**** Given data ****
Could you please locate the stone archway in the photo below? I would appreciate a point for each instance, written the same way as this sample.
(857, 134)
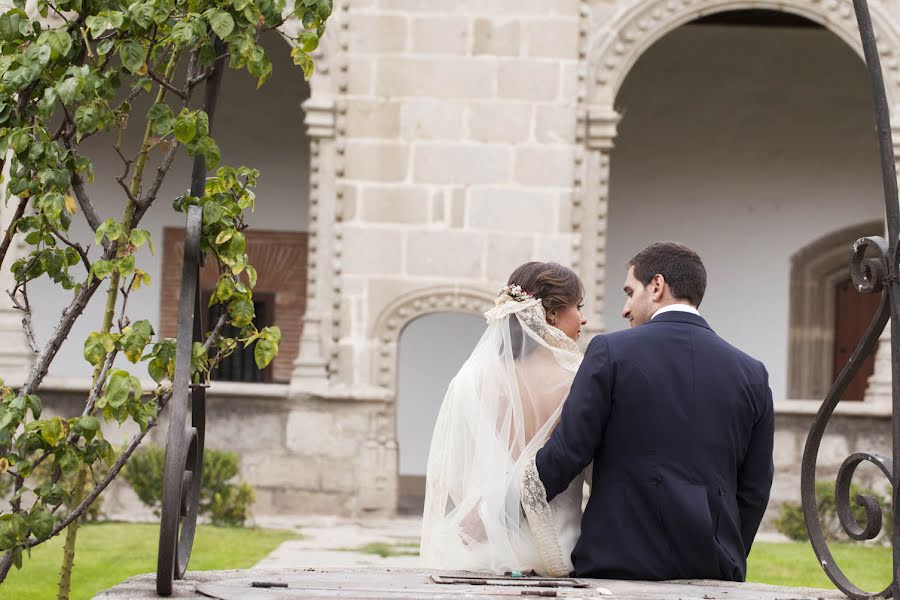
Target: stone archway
(379, 460)
(621, 38)
(815, 270)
****
__Exercise goal__: Every entry, word for word, should be given again; the pictures are not part of the copy.

__Task answer__:
Could you please locate the stone archway in the photo below? I would appreciate a point for each instance, written the same way as this sample.
(857, 134)
Target: stone archway
(379, 460)
(621, 38)
(815, 270)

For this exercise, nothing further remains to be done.